Directives:
1/ According to the mailing-list post, which versions of SpamAssassin and FuzzyOcr does the author use?
2/ Revise the stretch of the mailing-list post from "Posted to users@spamassassin.apache.org" through "body FUZZY_OCR eval:fuzzyocr_check()", replacing "jpeg" with "png".

Quoted passage:
══════

You are viewing a plain text version of this content. The canonical link for it is here.
Posted to users@spamassassin.apache.org by Halid Faith <ma...@ihlas.net.tr> on 2006/12/16 11:59:22 UTC

Why don't my Fuzzyocr see some mails which has spam text in a jpeg file ?

I use spamassassin3.1.7 and fuzzyocr3.4.2

Fuzzyocr usually work well. Yet some mails which contains jpeg can't see. Therefore fuzzyocr don't give any score them as FUZZY_OCR.

Here's my Fuzzyocr.cf 

body FUZZY_OCR eval:fuzzyocr_check()
describe FUZZY_OCR Mail contains an image with common spam text inside
body FUZZY_OCR_WRONG_CTYPE eval:dummy_check()
describe FUZZY_OCR_WRONG_CTYPE Mail contains an image with wrong content-type set
body FUZZY_OCR_CORRUPT_IMG eval:dummy_check()
describe FUZZY_OCR_CORRUPT_IMG Mail contains a corrupted image
body FUZZY_OCR_KNOWN_HASH eval:dummy_check()
describe FUZZY_OCR_KNOWN_HASH Mail contains an image with known hash

priority FUZZY_OCR             900

########### Plugin Configuration #############

#### Logging options #####
# Verbosity level (see manual) Attention: Don't set to 0, but to 0.0 for quiet operation, or comment out the focr_logfile line. (Def
focr_verbose 2.0
#
# Logfile (make sure it is writable by the plugin) (Default value: NONE)
focr_logfile /usr/local/etc/mail/spamassassin/FuzzyOcr.log
##########################

##### Wordlists #####
# Here we defined the words to scan for (Default value: /etc/mail/spamassassin/FuzzyOcr.words)
focr_global_wordlist /usr/local/etc/mail/spamassassin/FuzzyOcr.words
#
# This is the path RELATIVE to the respektive home directory for the personalized list
# This list is merged with the global word list on execution (Default value: .spamassassin/fuzzyocr.words)
# If focr_personal_wordlist begins with '/', treats option as fixed path and does not search HOME
#focr_personal_wordlist .spamassassin/fuzzyocr.words
#####################

# These parameters can be used to change other detection settings
# If you leave these commented out, the defaults will be used.

══════

Records in a dataset:
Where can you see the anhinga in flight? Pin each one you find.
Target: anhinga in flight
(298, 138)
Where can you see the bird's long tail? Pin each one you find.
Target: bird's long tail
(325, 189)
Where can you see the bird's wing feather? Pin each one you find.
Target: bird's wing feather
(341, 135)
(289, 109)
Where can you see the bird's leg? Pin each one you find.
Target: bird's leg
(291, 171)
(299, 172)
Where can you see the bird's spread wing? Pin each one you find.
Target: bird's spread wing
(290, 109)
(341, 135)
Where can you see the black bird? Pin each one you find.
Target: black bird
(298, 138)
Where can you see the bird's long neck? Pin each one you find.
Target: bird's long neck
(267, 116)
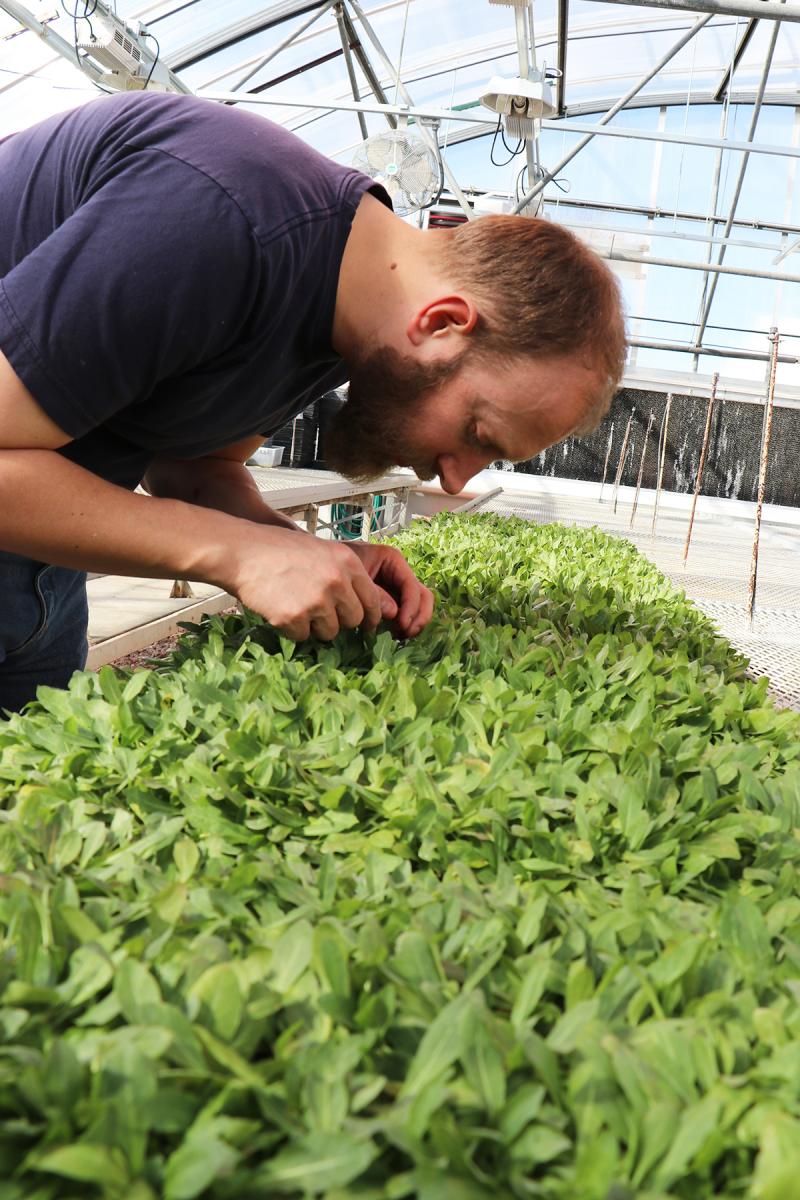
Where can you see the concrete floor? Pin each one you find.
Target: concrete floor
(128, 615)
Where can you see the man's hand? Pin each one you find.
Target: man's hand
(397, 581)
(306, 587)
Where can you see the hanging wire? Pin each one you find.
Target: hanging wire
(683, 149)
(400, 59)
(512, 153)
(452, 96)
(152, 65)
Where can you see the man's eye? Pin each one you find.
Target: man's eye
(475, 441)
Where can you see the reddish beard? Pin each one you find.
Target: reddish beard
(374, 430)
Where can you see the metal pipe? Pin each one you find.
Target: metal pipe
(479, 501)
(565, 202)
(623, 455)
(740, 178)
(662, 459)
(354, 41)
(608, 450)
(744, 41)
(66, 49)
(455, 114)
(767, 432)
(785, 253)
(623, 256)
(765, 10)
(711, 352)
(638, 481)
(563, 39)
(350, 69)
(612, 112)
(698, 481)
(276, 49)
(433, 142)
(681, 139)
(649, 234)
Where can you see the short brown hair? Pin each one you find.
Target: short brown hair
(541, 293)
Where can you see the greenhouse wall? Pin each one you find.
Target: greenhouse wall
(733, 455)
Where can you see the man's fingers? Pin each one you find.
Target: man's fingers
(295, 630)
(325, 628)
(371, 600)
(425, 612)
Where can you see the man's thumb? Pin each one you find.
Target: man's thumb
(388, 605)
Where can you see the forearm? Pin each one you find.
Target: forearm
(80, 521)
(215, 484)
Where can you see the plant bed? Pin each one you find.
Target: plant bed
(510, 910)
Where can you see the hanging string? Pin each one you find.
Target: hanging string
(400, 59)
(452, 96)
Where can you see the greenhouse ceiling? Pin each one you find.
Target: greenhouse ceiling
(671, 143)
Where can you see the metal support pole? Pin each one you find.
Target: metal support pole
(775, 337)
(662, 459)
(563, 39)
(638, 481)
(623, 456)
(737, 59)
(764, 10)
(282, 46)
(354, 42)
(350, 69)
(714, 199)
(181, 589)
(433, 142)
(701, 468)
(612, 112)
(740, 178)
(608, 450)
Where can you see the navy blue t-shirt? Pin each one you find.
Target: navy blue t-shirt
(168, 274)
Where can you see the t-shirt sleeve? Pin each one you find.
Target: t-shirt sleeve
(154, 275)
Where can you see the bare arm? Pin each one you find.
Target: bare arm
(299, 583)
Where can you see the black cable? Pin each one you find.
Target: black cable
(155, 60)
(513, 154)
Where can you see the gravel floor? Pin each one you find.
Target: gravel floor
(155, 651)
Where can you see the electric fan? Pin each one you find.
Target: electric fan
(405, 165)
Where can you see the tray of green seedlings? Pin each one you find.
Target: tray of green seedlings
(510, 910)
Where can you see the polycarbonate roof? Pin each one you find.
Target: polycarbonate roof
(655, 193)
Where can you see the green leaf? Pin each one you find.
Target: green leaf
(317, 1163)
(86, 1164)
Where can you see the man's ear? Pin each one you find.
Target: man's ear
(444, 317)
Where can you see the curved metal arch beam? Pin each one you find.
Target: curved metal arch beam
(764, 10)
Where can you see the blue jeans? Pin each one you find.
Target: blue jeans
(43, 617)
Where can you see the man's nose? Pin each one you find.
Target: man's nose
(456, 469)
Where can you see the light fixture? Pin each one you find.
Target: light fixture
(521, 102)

══════

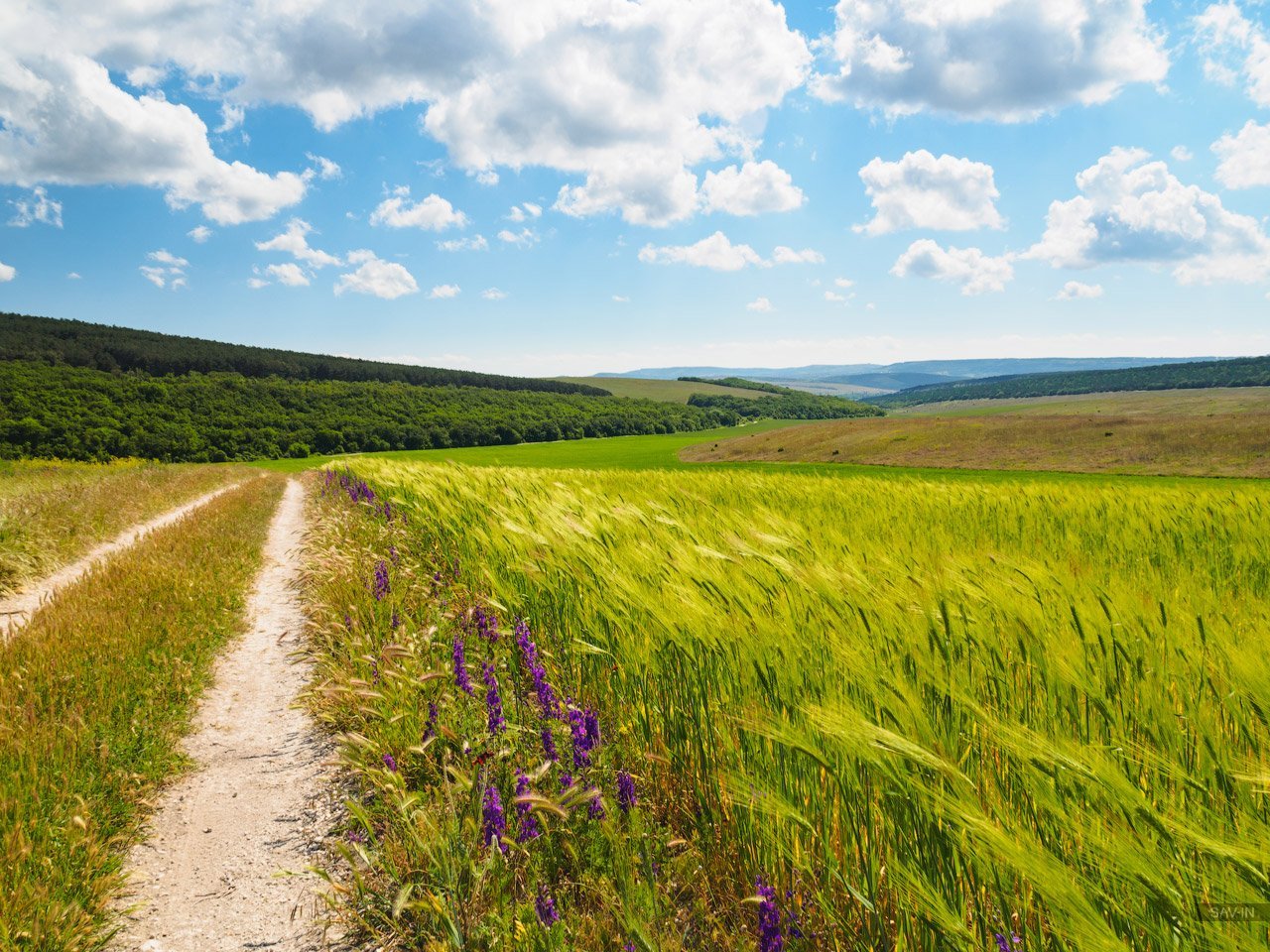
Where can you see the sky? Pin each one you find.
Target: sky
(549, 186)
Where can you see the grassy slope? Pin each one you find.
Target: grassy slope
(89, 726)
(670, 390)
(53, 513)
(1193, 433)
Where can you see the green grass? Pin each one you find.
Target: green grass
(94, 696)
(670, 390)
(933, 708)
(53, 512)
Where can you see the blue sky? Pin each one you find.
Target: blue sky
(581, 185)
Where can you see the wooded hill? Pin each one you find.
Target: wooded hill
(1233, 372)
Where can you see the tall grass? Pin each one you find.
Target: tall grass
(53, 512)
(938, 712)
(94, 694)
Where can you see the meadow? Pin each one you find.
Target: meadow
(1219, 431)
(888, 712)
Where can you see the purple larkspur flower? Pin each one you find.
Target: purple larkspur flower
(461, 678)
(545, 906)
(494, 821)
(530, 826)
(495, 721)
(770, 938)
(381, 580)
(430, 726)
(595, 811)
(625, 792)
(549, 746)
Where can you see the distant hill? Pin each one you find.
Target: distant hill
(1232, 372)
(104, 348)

══════

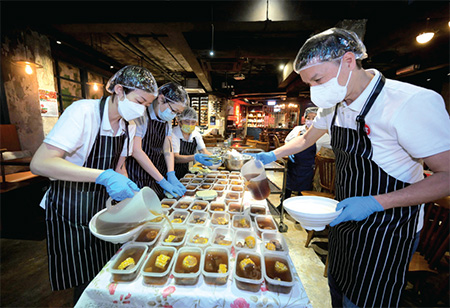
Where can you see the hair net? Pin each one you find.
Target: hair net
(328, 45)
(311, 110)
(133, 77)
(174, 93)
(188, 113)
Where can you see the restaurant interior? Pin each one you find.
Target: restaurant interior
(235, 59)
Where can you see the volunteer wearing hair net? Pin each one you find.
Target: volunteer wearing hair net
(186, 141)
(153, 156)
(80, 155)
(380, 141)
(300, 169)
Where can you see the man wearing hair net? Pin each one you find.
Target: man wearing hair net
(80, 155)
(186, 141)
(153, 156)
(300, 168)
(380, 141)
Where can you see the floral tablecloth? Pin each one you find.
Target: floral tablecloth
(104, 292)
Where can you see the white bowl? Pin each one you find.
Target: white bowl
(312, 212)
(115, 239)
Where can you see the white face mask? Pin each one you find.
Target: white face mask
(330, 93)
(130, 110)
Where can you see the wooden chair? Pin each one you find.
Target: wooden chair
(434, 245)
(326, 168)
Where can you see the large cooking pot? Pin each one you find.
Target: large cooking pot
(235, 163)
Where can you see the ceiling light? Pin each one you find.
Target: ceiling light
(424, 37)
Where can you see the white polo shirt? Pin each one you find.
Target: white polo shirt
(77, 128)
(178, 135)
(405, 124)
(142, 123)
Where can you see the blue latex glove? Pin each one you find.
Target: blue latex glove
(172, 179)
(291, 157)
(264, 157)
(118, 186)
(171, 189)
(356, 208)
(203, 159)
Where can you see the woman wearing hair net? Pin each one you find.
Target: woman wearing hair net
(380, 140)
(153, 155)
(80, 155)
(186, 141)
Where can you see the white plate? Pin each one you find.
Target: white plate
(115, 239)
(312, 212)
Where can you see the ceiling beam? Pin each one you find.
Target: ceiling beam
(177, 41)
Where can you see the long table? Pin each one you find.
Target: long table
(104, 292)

══════

Expected answers:
1/ SpamAssassin 3.1.7 and FuzzyOcr 3.4.2.

2/
Posted to users@spamassassin.apache.org by Halid Faith <ma...@ihlas.net.tr> on 2006/12/16 11:59:22 UTC

Why don't my Fuzzyocr see some mails which has spam text in a png file ?

I use spamassassin3.1.7 and fuzzyocr3.4.2

Fuzzyocr usually work well. Yet some mails which contains png can't see. Therefore fuzzyocr don't give any score them as FUZZY_OCR.

Here's my Fuzzyocr.cf 

body FUZZY_OCR eval:fuzzyocr_check()